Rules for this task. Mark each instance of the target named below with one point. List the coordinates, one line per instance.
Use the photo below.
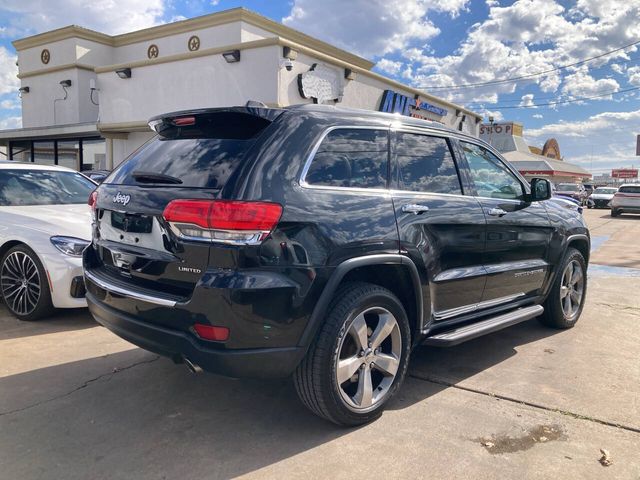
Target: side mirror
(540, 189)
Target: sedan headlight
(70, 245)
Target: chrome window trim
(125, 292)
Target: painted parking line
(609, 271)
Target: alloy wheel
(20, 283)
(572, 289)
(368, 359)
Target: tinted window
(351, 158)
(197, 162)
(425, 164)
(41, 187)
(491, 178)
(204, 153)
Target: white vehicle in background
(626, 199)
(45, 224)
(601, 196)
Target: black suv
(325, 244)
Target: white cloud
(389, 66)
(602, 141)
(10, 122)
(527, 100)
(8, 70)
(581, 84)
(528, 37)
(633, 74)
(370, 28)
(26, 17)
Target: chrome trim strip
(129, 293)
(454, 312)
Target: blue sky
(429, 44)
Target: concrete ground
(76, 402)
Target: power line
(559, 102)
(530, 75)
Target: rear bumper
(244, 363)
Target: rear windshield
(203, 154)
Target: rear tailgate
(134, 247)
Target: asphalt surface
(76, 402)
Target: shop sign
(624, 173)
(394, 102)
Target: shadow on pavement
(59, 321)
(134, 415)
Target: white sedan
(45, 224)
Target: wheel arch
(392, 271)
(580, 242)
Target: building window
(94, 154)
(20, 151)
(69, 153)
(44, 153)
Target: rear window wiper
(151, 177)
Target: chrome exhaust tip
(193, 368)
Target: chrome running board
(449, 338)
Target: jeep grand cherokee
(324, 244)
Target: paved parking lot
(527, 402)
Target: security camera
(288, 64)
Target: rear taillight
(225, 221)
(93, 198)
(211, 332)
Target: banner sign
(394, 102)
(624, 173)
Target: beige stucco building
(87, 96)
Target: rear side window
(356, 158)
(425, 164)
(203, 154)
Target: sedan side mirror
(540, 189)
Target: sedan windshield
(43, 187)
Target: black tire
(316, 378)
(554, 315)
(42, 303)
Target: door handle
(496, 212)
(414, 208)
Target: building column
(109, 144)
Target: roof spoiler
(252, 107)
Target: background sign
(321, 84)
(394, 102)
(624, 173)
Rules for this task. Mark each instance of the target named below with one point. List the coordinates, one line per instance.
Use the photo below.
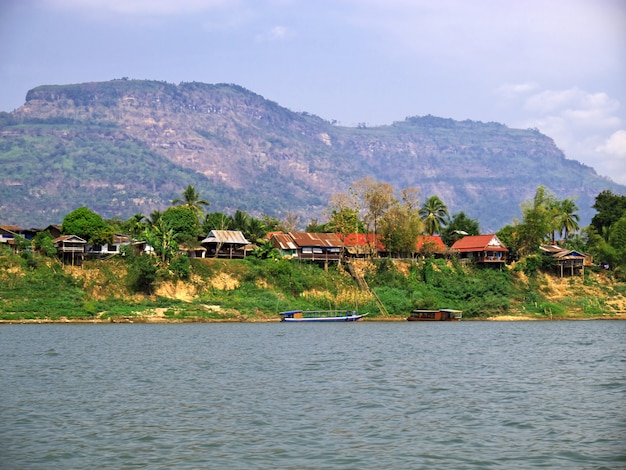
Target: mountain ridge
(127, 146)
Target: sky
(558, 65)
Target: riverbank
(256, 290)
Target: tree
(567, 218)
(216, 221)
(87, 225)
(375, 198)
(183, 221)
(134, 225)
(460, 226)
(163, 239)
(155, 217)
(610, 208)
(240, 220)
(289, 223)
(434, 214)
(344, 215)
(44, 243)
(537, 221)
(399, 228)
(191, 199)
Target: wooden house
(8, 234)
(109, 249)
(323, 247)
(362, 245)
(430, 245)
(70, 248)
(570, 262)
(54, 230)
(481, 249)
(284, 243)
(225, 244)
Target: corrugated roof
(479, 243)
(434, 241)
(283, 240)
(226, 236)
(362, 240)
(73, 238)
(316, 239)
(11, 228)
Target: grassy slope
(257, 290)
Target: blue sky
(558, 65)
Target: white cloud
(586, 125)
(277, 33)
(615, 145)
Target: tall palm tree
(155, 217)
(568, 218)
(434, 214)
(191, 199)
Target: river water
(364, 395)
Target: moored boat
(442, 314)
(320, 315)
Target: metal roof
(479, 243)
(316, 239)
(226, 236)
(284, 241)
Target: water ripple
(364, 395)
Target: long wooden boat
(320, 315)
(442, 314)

*****

Try it
Skip the pictures, then retype every line above exactly.

Problem solution
Rules for this task. Mark each instance of the target named below with one point. List the coordinates, one line per instance.
Use the photo below.
Target: side mirror
(540, 189)
Target: sedan headlight
(70, 245)
Target: chrome window trim
(125, 292)
Target: painted parking line
(609, 271)
Target: alloy wheel
(20, 283)
(572, 289)
(368, 359)
Target: tinted window
(351, 158)
(197, 162)
(425, 164)
(41, 187)
(491, 178)
(204, 153)
Target: white vehicle in background
(626, 199)
(45, 224)
(601, 196)
Target: black suv
(325, 244)
Target: white cloud
(389, 66)
(602, 141)
(10, 122)
(527, 100)
(8, 70)
(581, 84)
(528, 37)
(633, 74)
(370, 28)
(26, 17)
Target: chrome trim strip
(129, 293)
(454, 312)
Target: blue sky
(429, 44)
Target: concrete ground
(76, 402)
Target: power line
(559, 102)
(530, 75)
Target: rear bumper
(244, 363)
Target: rear windshield
(203, 154)
Target: rear tailgate
(134, 247)
Target: asphalt surface
(76, 402)
Target: shop sign
(624, 173)
(394, 102)
Target: shadow on pavement
(59, 321)
(134, 415)
Target: white sedan
(45, 224)
Target: wheel arch
(392, 271)
(580, 242)
Target: building window
(94, 154)
(20, 151)
(69, 153)
(44, 153)
Target: rear window wiper
(151, 177)
Target: chrome exhaust tip
(193, 368)
Target: chrome running board
(449, 338)
Target: jeep grand cherokee
(324, 244)
Target: paved parking lot
(527, 402)
Target: security camera
(288, 64)
Target: rear taillight
(225, 221)
(93, 198)
(211, 332)
Target: banner sign
(394, 102)
(624, 173)
Target: beige stucco building
(87, 96)
Target: rear side window
(356, 158)
(425, 164)
(203, 154)
Target: sedan side mirror
(540, 189)
Target: sedan windshield
(43, 187)
Target: black tire
(316, 378)
(554, 315)
(42, 303)
Target: door handle
(496, 212)
(414, 208)
Target: building column
(109, 144)
Target: roof spoiler
(252, 107)
Target: background sign
(321, 84)
(394, 102)
(624, 173)
Rules for this task. Mark each instance of the target named below with one point. List the coordinates, one line per instance.
Use the photo below.
Target: mountain ridge
(127, 146)
Target: sky
(558, 65)
Target: riverbank
(256, 290)
Target: tree
(567, 218)
(216, 221)
(87, 225)
(375, 198)
(183, 221)
(134, 225)
(460, 226)
(163, 239)
(155, 217)
(610, 208)
(240, 220)
(289, 223)
(434, 214)
(344, 215)
(44, 243)
(537, 221)
(399, 228)
(191, 199)
Target: wooden house
(8, 234)
(109, 249)
(323, 247)
(362, 245)
(430, 245)
(70, 248)
(570, 262)
(54, 230)
(481, 249)
(284, 243)
(225, 244)
Target: corrugated roof
(479, 243)
(434, 241)
(283, 240)
(226, 236)
(362, 240)
(73, 238)
(316, 239)
(11, 228)
Target: grassy slope
(257, 290)
Target: blue sky
(558, 65)
Target: white cloud
(586, 125)
(277, 33)
(615, 145)
Target: tall palm tree
(155, 217)
(568, 218)
(434, 214)
(191, 199)
Target: river water
(364, 395)
Target: moored boat
(442, 314)
(320, 315)
Target: metal roof
(479, 243)
(316, 239)
(226, 236)
(284, 241)
Target: water ripple
(364, 395)
Target: long wooden boat
(320, 315)
(442, 314)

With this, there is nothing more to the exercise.